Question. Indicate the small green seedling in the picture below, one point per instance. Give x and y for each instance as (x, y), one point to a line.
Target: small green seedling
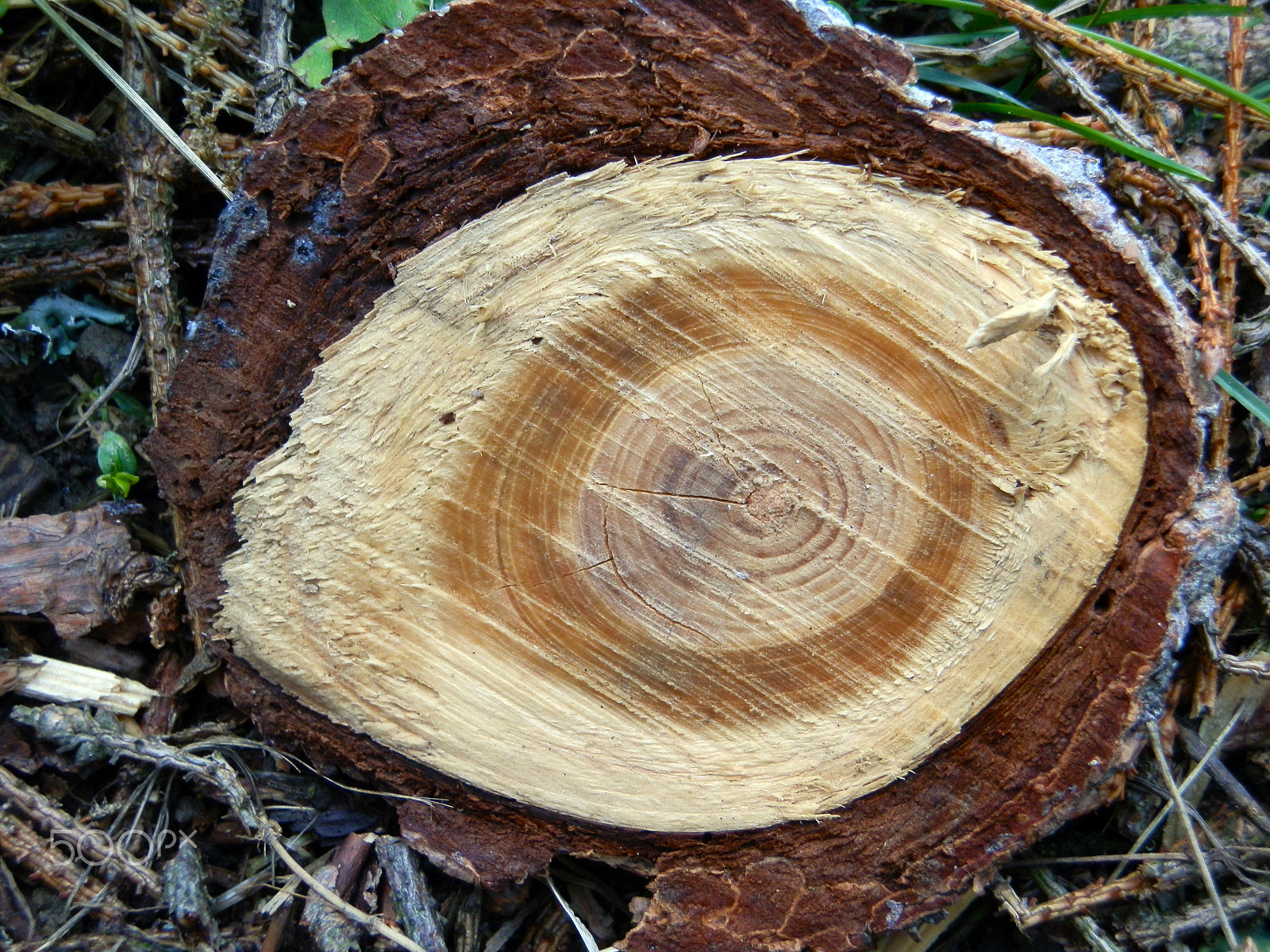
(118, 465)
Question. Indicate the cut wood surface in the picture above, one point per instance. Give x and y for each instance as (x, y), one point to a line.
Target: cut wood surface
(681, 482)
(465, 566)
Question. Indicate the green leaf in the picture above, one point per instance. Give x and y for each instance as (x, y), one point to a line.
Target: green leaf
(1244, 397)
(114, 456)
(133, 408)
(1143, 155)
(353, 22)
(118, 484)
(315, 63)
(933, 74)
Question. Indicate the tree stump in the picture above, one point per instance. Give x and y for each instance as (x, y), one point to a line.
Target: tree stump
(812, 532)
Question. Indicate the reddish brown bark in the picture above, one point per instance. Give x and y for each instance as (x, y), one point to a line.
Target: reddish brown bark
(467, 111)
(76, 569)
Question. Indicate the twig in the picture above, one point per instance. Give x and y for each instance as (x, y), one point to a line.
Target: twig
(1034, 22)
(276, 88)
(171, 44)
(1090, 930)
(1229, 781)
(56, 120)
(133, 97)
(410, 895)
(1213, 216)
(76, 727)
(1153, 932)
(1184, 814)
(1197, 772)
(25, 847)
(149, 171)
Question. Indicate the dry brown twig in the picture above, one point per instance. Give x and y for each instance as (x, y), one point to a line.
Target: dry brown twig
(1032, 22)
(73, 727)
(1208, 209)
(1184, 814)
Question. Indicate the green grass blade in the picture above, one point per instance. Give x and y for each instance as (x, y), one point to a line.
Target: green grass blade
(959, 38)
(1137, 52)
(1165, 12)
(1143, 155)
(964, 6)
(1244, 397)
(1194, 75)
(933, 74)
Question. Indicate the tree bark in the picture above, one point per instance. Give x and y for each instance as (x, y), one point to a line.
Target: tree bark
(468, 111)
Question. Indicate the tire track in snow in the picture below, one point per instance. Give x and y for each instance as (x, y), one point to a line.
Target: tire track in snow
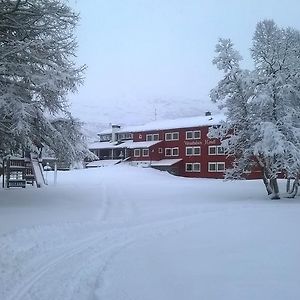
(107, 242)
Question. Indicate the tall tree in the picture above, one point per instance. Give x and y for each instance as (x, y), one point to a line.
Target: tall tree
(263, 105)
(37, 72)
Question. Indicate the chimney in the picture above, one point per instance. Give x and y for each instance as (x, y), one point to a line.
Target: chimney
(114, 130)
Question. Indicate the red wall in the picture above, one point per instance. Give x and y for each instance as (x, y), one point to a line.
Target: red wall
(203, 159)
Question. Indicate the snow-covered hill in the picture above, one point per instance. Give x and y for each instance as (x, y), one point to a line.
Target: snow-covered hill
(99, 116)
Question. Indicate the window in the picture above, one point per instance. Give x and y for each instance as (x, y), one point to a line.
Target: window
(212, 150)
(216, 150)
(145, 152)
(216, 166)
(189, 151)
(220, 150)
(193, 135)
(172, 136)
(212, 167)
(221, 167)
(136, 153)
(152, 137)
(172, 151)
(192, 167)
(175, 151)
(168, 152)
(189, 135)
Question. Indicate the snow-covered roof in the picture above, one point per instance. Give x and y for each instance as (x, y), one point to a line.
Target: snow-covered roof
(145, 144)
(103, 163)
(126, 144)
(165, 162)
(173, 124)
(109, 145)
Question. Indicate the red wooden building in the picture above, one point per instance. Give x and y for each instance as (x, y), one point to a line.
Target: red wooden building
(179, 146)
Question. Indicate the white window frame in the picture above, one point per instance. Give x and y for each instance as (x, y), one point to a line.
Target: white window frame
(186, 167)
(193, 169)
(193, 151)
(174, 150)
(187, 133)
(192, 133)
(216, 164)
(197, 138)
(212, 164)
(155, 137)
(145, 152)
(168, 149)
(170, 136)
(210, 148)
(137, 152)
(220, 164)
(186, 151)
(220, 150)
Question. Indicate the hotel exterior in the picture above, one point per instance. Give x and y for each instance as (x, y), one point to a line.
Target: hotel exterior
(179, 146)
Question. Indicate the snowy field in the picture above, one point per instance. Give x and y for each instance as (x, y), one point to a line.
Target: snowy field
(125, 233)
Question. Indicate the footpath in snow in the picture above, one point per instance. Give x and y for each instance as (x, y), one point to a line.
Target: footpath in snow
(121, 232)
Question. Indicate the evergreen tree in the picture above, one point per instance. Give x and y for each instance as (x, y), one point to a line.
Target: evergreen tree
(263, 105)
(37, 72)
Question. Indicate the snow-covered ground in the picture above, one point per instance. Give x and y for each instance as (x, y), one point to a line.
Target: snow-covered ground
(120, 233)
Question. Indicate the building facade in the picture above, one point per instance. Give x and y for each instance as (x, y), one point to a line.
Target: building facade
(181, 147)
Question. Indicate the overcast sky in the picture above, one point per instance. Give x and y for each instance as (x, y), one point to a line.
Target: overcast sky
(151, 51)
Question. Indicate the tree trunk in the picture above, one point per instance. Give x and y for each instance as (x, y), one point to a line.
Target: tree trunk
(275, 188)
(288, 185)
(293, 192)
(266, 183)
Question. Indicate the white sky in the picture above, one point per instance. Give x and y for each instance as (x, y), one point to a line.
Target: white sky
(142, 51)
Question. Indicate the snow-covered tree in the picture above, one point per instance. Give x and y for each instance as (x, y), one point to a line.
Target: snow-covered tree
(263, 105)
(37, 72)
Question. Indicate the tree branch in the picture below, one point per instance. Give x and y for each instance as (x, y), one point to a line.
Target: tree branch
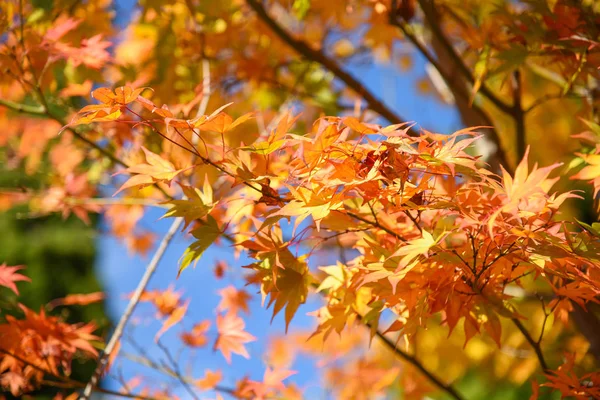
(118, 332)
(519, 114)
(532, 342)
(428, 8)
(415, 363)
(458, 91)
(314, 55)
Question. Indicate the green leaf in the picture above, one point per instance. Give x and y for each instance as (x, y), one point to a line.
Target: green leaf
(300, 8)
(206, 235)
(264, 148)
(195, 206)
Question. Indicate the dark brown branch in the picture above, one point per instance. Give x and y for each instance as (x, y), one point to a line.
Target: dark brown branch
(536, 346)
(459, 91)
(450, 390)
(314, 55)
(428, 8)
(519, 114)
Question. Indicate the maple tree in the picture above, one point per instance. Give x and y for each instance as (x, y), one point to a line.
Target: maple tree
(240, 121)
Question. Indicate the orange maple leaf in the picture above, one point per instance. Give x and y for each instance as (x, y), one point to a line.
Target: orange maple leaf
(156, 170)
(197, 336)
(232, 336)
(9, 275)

▸ **PROBLEM TO WORK ON**: Copy out exactly, with no pictures, the lines of the data from the first one through the line bearing "Question. Indicate the tire".

▸ **YOUR RESPONSE**:
Question. Indicate the small green seedling in the picture below, one point per instance. Give x and y for each instance as (x, y), one point to a line.
Target: small green seedling
(118, 465)
Question. Indicate the cut wood surface in the picture above, one point per instance. Give x and y for each instance as (x, y), one point to a line.
Target: cut wood surface
(681, 482)
(465, 566)
Question. Indicate the green leaf in the picture above, one point per instance. Give x and y for each instance as (x, y), one point to a line.
Target: green leaf
(1244, 397)
(114, 456)
(133, 408)
(1143, 155)
(353, 22)
(118, 484)
(315, 63)
(933, 74)
Question. Indicate the tree stump in the picture above, one point per instance. Give x and y for each instance as (x, y), one point to a line.
Target: tree stump
(812, 532)
Question. Indicate the reddish brown bark in the picture above, one point per instance. Give x and y for each instance as (x, y), one point to a line.
Target: reddish brown bark
(467, 111)
(76, 569)
Question. Indicate the twig in the picture above, one point per instance. Give x and y for each instance as (x, y), one point to a line.
Target: twig
(1034, 22)
(276, 88)
(171, 44)
(1090, 930)
(1229, 781)
(56, 120)
(133, 97)
(410, 895)
(1213, 216)
(76, 727)
(1153, 932)
(1184, 814)
(1197, 772)
(25, 847)
(149, 171)
Question. Indicate the dry brown twig in the picture above, one point per instance. Give x and y for each instance as (x, y), one point to a line.
Target: dry brown twig
(1032, 22)
(73, 727)
(1208, 209)
(1184, 814)
Question. Indicate the green grass blade in the picture above, one point per instance. Give x and y for each instance as (x, y), one point to a line.
Target: green grass blade
(959, 38)
(1137, 52)
(1165, 12)
(1143, 155)
(964, 6)
(1244, 397)
(1194, 75)
(933, 74)
Question. Indicate the tree bark in the picture above, one point per instance. Give x and y for each instance as (x, y), one point to a line.
Target: tree bark
(468, 111)
Question. Indicate the tire track in snow in the picture below, one point per instance. Give x and y for each instance as (x, y), one point to a line.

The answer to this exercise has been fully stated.